> **The exercise**: Locate every line in the rows below that contains the string "hand", treating uppercase and lowercase as different, and copy each of those lines.

[Data to process start]

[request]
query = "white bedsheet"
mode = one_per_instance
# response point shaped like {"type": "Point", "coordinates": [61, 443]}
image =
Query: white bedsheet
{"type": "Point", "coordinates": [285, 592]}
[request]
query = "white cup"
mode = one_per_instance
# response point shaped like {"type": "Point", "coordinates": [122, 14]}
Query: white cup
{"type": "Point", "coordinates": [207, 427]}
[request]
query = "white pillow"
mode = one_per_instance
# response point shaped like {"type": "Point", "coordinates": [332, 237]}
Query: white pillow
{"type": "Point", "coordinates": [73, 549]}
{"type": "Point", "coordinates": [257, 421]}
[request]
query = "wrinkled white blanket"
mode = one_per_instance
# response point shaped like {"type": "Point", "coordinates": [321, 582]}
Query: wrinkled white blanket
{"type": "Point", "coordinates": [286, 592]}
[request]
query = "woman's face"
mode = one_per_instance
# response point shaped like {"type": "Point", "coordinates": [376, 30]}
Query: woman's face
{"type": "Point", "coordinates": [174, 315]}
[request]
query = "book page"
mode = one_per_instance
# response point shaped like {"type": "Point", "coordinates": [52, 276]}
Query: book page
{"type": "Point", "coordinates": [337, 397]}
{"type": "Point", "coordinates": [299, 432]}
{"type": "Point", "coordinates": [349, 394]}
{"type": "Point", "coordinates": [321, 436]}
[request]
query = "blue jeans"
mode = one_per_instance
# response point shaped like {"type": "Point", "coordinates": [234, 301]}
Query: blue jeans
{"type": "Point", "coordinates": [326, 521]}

[Data to process end]
[Data to process start]

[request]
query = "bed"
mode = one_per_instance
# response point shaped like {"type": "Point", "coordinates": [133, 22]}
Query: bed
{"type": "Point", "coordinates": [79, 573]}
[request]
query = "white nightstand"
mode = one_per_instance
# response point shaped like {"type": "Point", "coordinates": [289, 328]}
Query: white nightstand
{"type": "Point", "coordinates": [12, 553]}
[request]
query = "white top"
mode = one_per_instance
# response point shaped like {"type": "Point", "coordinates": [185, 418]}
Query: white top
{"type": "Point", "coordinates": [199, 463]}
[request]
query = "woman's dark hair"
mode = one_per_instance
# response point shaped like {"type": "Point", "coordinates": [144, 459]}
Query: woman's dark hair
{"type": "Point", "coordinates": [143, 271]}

[Data to process end]
[Data to process start]

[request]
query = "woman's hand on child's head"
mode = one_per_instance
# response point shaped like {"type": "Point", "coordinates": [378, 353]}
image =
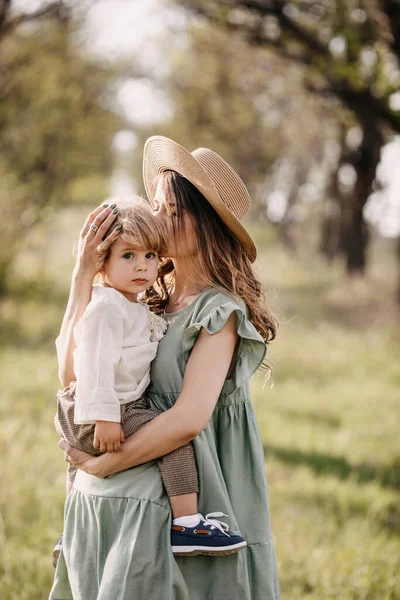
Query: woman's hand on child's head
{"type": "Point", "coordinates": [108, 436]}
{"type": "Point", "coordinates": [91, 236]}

[Data to process end]

> **Result of this task**:
query = "woman's hand on child's head"
Query: woman's hand on child's head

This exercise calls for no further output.